Dullum was a Special Agent with the U.S. Secret Service and an active member of his New Jersey church.   Within his church, he served in a senior leadership position, teaching classes and counseling fellow members who were struggling with alcohol and substance abuse.

Two members Dullum worked with in this capacity were Julie DeSacia and Nick Cetrulo, both recovering alcoholics and drug addicts whom Dullum characterized as “a little slow.”   DeSacia and Cetrulo also struggled financially.   DeSacia received a monthly payment from the Plumber's Union Pension Fund and Cetrulo received disability benefits.   Dullum also offered to serve as the financial advisor to both persons.   In June 2004, DeSacia became very ill, suffering from physical and mental effects of cirrhosis of the liver. According to Dullum, DeSacia told him that she wanted Cetrulo to be provided for upon her death.   Dullum prepared a will and associated trust, but DeSacia never signed the documents before she died.

A. The Forged Will

After DeSacia died intestate in January 2005, Dullum forged DeSacia's signature on the will and trust, backdating both documents to 2004.   The will purported to name Dullum the executor of the estate and Cetrulo the primary beneficiary.   Representing himself as executor, Dullum got the Pension Fund to send him a check for $29,352.76, which was DeSacia's lump-sum payout.   He deposited the check into an estate bank account he had opened, and then transferred the proceeds to his personal account.

Dullum did not inform DeSacia's family that he was acting as executor.   He told Cetrulo that the will named Cetrulo as the estate's primary beneficiary.   Yet Dullum only gave Cetrulo an amount less than $8,000, which he represented as the full proceeds of the estate.2  Dullum later admitted that he paid Cetrulo to stop him from “pressuring me for my help” and asking questions about the will.   He also told the estate's creditors that the estate had little or no money, so it could not pay most of its outstanding debts.

The Secret Service began an internal investigation concerning these issues in July 2005, after Dullum's bank communicated with the agency to report suspicious activity involving his accounts.   When agents questioned Dullum about the bank transfer from the estate's account to his personal account, he claimed that DeSacia had rented his beach house.   In support of this contention, he produced a fabricated $20,000 promissory note made out to him and purportedly executed by DeSacia.

B. The Bank Fraud Scheme

Dullum owned rental property at the New Jersey shore.   In May 2005, Tony Woods emailed Dullum and expressed interest in renting the property.   Woods sent Dullum a rent check for $10,500.87 in the name of Reverend Frank Mirocco from the National Bank of Coxsackie.   Dullum suspected that this check was fraudulent because he had personal and professional experience with this type of fraud.   Yet he still deposited the check into the estate bank account.

After depositing the check, Dullum emailed Woods and falsely claimed that he had not received the rent check.   He asked Woods to send a new check made out to DeSacia, whom he claimed was his wife.   Woods sent him another check for $10,000.35 in the name of Reverend Mirocco, which Dullum also deposited in the estate account.   After both checks cleared, he immediately transferred the proceeds to his personal bank account.

§ Set problem:
Proceed with the account of Dullum's fraud, picking up right after its final sentence. The rows that come next are separate from the account of Dullum's fraud.

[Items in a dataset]
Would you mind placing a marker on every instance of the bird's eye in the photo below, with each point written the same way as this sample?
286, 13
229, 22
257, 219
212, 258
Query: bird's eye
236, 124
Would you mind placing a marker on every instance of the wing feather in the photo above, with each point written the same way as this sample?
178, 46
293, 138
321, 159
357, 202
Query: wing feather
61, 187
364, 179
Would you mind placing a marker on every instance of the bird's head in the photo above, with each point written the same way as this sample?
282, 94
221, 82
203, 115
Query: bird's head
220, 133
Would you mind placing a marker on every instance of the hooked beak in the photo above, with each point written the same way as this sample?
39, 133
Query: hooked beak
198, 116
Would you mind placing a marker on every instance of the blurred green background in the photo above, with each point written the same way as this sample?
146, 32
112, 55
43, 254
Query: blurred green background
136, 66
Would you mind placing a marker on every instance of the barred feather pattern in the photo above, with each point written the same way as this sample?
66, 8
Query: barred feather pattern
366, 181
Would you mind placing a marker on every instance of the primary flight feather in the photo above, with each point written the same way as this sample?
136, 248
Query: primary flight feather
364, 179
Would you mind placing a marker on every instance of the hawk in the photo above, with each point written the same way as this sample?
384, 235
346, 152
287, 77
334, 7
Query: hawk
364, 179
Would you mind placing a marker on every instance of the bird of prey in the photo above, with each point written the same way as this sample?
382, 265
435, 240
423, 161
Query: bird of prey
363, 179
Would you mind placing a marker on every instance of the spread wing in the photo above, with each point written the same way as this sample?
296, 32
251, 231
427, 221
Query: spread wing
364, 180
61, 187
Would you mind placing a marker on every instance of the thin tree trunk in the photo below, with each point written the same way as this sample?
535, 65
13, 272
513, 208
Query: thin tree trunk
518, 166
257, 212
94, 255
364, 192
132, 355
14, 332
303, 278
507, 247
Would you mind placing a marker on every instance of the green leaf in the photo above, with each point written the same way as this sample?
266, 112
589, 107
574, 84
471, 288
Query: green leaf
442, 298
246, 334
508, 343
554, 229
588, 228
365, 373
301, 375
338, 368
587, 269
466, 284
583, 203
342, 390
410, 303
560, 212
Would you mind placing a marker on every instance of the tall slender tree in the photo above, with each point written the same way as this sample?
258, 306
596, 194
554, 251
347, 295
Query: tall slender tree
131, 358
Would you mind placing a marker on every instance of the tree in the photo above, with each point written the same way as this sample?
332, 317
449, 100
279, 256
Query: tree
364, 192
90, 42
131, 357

§ Solved exercise:
The drawee bank returned both checks to Dullum's bank as fraudulent.   His bank froze his accounts and filed a Suspicious Activity Report with the Secret Service.   Dullum repaid the bank the amounts for the two checks, though only after the bank had frozen his accounts and the Secret Service had interviewed him on three occasions as part of its investigation.   The third interview occurred just two days before he wrote a check to the bank replacing the funds.

C. Indictment and Sentencing

In August 2006, a federal grand jury indicted Dullum on one count of mail fraud and one count of bank fraud.   He pled guilty to both counts.   The Presentence Report prepared by the Probation Office (the “PSR”) calculated Dullum's total federal Sentencing Guidelines offense level under the U.S. Sentencing Commission Guidelines Manual (hereinafter “Guidelines” or “U.S.S.G.”) as follows:

The PSR set Dullum's advisory Guidelines range at 21 to 27 months' imprisonment.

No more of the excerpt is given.